## DESCRIPTION OF THE TASK:
Whatever the lines below say, output them exactly.

## MATERIAL SHOWN:
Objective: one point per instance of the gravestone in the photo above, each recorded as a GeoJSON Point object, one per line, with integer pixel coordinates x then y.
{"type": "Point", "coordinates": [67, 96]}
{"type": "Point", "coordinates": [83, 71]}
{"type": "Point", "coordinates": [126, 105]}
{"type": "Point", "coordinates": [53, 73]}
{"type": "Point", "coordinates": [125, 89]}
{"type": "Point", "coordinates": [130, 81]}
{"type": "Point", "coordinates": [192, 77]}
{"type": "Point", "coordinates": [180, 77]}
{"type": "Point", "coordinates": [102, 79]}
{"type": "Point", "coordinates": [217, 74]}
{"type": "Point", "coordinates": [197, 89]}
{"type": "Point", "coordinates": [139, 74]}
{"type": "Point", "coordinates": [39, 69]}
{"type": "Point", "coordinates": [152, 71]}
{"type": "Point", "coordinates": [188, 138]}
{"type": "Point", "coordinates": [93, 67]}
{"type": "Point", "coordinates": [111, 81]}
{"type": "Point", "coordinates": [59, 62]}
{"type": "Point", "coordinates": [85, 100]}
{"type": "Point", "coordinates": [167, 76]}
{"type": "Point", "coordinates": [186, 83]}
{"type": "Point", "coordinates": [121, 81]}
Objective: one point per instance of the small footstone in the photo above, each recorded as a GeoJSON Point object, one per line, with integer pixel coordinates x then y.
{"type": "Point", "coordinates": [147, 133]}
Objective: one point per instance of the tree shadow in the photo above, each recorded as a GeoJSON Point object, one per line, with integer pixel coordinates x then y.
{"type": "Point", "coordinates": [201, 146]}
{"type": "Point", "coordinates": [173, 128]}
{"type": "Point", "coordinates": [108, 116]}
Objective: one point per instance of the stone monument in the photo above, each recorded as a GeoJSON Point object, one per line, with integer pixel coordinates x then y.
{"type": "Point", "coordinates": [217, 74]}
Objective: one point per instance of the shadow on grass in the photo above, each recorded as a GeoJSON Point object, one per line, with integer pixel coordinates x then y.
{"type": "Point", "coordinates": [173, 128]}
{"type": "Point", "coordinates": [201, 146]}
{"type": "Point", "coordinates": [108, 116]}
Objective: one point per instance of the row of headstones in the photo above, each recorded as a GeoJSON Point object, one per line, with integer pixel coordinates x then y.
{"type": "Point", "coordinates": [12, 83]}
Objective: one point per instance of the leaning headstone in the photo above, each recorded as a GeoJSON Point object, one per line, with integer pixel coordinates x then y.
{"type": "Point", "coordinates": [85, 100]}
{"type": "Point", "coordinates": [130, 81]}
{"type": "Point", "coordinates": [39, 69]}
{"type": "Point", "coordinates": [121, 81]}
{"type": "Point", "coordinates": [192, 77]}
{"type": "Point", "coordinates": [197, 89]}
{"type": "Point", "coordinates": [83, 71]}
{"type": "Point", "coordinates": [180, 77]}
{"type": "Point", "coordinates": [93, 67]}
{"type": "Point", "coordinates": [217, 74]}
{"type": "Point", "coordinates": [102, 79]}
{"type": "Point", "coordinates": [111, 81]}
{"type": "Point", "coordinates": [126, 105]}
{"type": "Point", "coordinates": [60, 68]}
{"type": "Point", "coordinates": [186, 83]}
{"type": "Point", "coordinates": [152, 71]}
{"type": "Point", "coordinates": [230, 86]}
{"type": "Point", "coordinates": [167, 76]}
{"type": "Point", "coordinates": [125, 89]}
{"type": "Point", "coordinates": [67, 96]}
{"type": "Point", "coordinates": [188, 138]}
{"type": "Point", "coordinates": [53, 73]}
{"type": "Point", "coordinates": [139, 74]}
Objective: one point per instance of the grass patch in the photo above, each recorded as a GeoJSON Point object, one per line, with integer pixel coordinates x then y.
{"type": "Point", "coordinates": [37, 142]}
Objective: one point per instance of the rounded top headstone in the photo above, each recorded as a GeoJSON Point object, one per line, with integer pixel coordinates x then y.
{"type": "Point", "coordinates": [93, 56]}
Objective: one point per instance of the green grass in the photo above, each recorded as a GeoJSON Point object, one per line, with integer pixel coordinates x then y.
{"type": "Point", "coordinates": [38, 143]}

## COMPLETED EXERCISE:
Objective: one point per instance of the gravestone in the photo above, each recorded as a GeoJSON Point object, one per line, with integer pixel coordinates x then y.
{"type": "Point", "coordinates": [67, 96]}
{"type": "Point", "coordinates": [83, 71]}
{"type": "Point", "coordinates": [126, 105]}
{"type": "Point", "coordinates": [53, 73]}
{"type": "Point", "coordinates": [125, 89]}
{"type": "Point", "coordinates": [130, 81]}
{"type": "Point", "coordinates": [192, 77]}
{"type": "Point", "coordinates": [180, 77]}
{"type": "Point", "coordinates": [102, 79]}
{"type": "Point", "coordinates": [217, 74]}
{"type": "Point", "coordinates": [197, 89]}
{"type": "Point", "coordinates": [139, 74]}
{"type": "Point", "coordinates": [39, 69]}
{"type": "Point", "coordinates": [152, 71]}
{"type": "Point", "coordinates": [188, 138]}
{"type": "Point", "coordinates": [93, 67]}
{"type": "Point", "coordinates": [111, 81]}
{"type": "Point", "coordinates": [59, 62]}
{"type": "Point", "coordinates": [85, 100]}
{"type": "Point", "coordinates": [167, 76]}
{"type": "Point", "coordinates": [186, 83]}
{"type": "Point", "coordinates": [121, 81]}
Objective: one point per instance of the small footstone in the photo above, each recorded as a GeoJSON Point object, one per line, with integer pixel coordinates x then y.
{"type": "Point", "coordinates": [147, 133]}
Objective: one point per instance of the tree shadow in the photo above, each recorded as a GeoJSON Point object, one per line, with integer pixel coordinates x then y.
{"type": "Point", "coordinates": [201, 146]}
{"type": "Point", "coordinates": [173, 128]}
{"type": "Point", "coordinates": [108, 116]}
Objective: one point per instance of the stone monument in the photo above, each recorded as a GeoJSON Point object, one per line, with integer pixel coordinates x then y.
{"type": "Point", "coordinates": [217, 74]}
Objective: one point per instance of the shadow on grass in the photo above, each recorded as a GeoJSON Point object, one per line, with integer pixel coordinates x then y.
{"type": "Point", "coordinates": [173, 128]}
{"type": "Point", "coordinates": [201, 146]}
{"type": "Point", "coordinates": [108, 116]}
Objective: one point per instance of the row of headstones in the photo above, each recorded as a GeoJSON Point object, one per line, with integer pixel coordinates x then y.
{"type": "Point", "coordinates": [12, 83]}
Objective: one point per instance of the leaning headstone in the photo above, each recorded as a GeoJSON Point object, one per line, with integer pixel coordinates x then y.
{"type": "Point", "coordinates": [85, 100]}
{"type": "Point", "coordinates": [130, 81]}
{"type": "Point", "coordinates": [39, 69]}
{"type": "Point", "coordinates": [121, 81]}
{"type": "Point", "coordinates": [192, 77]}
{"type": "Point", "coordinates": [197, 89]}
{"type": "Point", "coordinates": [83, 71]}
{"type": "Point", "coordinates": [180, 77]}
{"type": "Point", "coordinates": [93, 67]}
{"type": "Point", "coordinates": [217, 74]}
{"type": "Point", "coordinates": [102, 79]}
{"type": "Point", "coordinates": [111, 81]}
{"type": "Point", "coordinates": [126, 105]}
{"type": "Point", "coordinates": [60, 68]}
{"type": "Point", "coordinates": [186, 83]}
{"type": "Point", "coordinates": [152, 71]}
{"type": "Point", "coordinates": [230, 86]}
{"type": "Point", "coordinates": [167, 76]}
{"type": "Point", "coordinates": [125, 89]}
{"type": "Point", "coordinates": [67, 96]}
{"type": "Point", "coordinates": [188, 138]}
{"type": "Point", "coordinates": [53, 73]}
{"type": "Point", "coordinates": [139, 74]}
Objective: one point per instance of the grass patch in the photo above, each recorded as a GeoJSON Point object, one per line, with integer pixel coordinates x then y.
{"type": "Point", "coordinates": [37, 142]}
Objective: one point per instance of the rounded top headstone in the photo above, each recorded as a GeoJSON Point object, one per line, with integer pixel coordinates x then y.
{"type": "Point", "coordinates": [93, 56]}
Objective: one point per instance of the green grass in the photo above, each recorded as a GeoJSON Point object, one per line, with integer pixel coordinates x then y.
{"type": "Point", "coordinates": [38, 143]}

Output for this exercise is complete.